==== TEXT TO READ ====
It’s over halfway through the year, how are the goals you set in January progressing? Are you struggling your way through them? Or have you given up out of frustration?
What makes goals so difficult to reach? Most of the time, we just run out of momentum. We always start with the best intentions, don’t we?
So, how can we make sure that we finish as strong as we start and don’t get discouraged? There are 3 lessons I learned from a recent flight I took with my Dad and one of our agency owners.
1. It takes more fuel and less speed to get to altitude.
Starting anything, while very exciting, can take a lot of energy and go a lot slower than you originally anticipated. For example, you may have only exercised twice last year but decided you wanted to exercise 3 times per week this year. It will be difficult, exhausting, and probably discouraging when you start. Your body just isn’t used to that much exertion that often — yet.
You may realize that you will have start with once a week or twice a week until your body starts to adjust. However, if you stick to your plan, you will eventually be able to exercise 3 times a week and complete your workout each time. This phase is all about getting to a level you can “cruise” at.
==== DATASET ROWS ====
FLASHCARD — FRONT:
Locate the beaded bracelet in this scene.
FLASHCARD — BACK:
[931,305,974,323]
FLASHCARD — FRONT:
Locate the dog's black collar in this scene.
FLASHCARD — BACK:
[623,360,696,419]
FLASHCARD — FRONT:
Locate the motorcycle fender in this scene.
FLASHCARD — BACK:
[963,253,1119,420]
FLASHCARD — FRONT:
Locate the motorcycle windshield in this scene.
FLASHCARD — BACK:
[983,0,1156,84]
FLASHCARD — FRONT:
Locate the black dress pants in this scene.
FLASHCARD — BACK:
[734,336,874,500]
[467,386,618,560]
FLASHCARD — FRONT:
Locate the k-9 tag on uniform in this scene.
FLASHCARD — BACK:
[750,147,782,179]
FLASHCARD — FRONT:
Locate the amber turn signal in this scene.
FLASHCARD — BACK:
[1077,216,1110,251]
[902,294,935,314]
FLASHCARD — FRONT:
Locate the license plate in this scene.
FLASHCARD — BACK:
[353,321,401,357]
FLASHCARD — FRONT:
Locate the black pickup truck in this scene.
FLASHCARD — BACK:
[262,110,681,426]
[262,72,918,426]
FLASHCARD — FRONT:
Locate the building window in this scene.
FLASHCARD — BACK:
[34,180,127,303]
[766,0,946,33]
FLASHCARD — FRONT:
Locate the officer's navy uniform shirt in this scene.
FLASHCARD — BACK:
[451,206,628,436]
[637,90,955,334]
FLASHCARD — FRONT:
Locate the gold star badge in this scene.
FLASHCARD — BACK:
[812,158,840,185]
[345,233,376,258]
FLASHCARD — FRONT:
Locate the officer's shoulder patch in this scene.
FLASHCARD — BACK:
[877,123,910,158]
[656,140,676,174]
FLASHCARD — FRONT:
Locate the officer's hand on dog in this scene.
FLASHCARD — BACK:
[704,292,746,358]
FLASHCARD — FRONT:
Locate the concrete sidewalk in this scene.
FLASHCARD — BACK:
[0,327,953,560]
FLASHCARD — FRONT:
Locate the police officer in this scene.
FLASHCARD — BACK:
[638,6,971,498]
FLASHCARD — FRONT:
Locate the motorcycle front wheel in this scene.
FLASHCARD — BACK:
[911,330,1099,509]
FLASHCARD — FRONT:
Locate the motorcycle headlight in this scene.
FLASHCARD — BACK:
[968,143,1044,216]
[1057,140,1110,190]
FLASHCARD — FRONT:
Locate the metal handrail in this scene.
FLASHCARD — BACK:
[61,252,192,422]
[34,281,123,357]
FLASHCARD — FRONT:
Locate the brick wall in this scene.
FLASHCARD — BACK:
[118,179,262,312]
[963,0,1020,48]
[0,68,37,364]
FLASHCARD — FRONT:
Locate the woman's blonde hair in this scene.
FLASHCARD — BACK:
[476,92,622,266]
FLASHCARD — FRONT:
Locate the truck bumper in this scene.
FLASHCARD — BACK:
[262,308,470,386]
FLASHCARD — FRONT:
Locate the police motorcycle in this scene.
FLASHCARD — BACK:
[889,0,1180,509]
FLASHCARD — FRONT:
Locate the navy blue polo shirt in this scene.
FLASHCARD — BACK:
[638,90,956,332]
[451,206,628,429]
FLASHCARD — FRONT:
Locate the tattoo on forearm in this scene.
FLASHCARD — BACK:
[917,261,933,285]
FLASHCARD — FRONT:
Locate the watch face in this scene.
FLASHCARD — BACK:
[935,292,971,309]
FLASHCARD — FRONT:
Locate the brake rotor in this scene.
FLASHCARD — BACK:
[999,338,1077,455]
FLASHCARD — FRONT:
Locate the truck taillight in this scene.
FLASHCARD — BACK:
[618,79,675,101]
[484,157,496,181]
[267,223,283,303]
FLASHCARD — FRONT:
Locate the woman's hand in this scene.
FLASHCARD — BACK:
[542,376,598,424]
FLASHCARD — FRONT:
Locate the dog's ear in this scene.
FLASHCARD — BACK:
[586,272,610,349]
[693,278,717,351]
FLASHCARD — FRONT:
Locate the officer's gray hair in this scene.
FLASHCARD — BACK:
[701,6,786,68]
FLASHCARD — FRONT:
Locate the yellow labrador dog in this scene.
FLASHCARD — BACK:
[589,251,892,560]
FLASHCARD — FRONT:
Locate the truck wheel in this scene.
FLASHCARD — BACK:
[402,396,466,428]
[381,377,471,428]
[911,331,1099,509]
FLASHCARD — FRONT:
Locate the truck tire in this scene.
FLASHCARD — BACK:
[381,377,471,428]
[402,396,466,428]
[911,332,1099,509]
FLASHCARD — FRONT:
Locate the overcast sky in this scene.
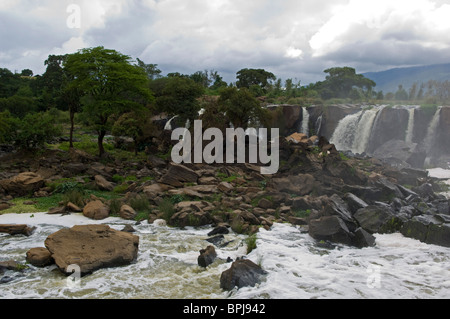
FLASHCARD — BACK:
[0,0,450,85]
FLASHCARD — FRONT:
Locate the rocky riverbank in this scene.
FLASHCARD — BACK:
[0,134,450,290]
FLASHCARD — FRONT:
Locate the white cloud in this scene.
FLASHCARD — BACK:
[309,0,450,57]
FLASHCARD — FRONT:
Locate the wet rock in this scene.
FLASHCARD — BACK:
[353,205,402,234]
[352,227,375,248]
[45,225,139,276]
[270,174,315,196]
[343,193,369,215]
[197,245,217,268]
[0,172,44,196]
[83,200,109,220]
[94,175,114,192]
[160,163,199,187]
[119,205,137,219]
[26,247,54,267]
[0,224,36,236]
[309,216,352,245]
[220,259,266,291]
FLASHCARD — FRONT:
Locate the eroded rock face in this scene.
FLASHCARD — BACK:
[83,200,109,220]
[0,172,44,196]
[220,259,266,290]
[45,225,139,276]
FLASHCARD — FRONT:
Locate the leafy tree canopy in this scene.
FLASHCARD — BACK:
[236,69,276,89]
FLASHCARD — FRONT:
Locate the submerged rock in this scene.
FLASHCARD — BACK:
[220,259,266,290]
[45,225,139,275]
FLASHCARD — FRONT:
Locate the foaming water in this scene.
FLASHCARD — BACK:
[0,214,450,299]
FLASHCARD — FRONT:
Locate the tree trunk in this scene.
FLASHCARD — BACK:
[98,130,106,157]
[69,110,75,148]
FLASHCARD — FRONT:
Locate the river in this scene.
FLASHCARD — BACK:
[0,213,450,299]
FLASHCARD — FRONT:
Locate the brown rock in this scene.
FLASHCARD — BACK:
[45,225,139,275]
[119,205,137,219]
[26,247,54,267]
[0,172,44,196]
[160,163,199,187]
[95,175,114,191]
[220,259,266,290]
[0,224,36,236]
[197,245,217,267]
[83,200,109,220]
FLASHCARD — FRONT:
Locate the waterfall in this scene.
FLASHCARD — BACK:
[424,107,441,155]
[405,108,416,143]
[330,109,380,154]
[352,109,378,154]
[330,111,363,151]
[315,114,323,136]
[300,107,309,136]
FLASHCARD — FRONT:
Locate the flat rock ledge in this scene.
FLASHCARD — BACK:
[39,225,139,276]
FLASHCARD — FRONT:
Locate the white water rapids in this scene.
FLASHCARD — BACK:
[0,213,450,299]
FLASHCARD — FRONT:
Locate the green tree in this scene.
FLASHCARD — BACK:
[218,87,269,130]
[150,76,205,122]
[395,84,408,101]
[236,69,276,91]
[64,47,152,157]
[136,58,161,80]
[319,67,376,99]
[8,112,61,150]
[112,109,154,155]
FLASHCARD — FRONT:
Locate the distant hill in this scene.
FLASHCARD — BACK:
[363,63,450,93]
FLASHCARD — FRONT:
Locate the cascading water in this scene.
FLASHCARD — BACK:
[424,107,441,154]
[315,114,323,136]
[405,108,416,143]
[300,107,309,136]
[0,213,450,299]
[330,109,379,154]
====
▸ **STATED EXERCISE A**
Copy the goals article word for word from "So, how can" to "get to altitude.".
▸ **STATED EXERCISE B**
Pick up the goals article after its last sentence and keep writing it.
The records are separate material and aren't part of the goals article.

▸ **EXPECTED ANSWER A**
So, how can we make sure that we finish as strong as we start and don’t get discouraged? There are 3 lessons I learned from a recent flight I took with my Dad and one of our agency owners.
1. It takes more fuel and less speed to get to altitude.

▸ **EXPECTED ANSWER B**
2. Maintaining altitude is much easier.
Once you’ve reached your “cruising altitude” you can focus on consistency. This has to do with establishing your pace or speed. You don’t need to sprint, but, instead, find the rhythm that will allow you to produce repetitive success along the way resulting in you achieving your end goal.
For example, I’m in sales and as anyone in sales will tell you — it’s a numbers game. So, this means I need to make a high number of cold calls or cold walk-ins. Let’s say that in order for me to meet my goals for number of sales (based on my closing ratio) I need to contact 20 prospects per week.
That may seem like a lot of people. However, if I break it down to 4 people per day each week, then it becomes much more manageable and a way that I can achieve regular success along the way to reaching my sales goal. Regular success along the way is a huge key to making it to the end of your goals.
3. Sometimes you have to refuel.
During our flight, we had to briefly land to refuel so that we could safely make it to our destination. This is the often overlooked part of achieving goals. Sometimes, we just need a break to refuel or to reassess and adjust our course.
For example, I set a goal to read a book a month for this year. However, I’ve started to lag behind a bit and now am thinking that I might need to adjust my goal to 8 books for the year. Because, at the core, my goal was to regularly read more. Plus, that I may have only read 1 book last year and now I’ve read 5 means that I’m moving closer to my goal.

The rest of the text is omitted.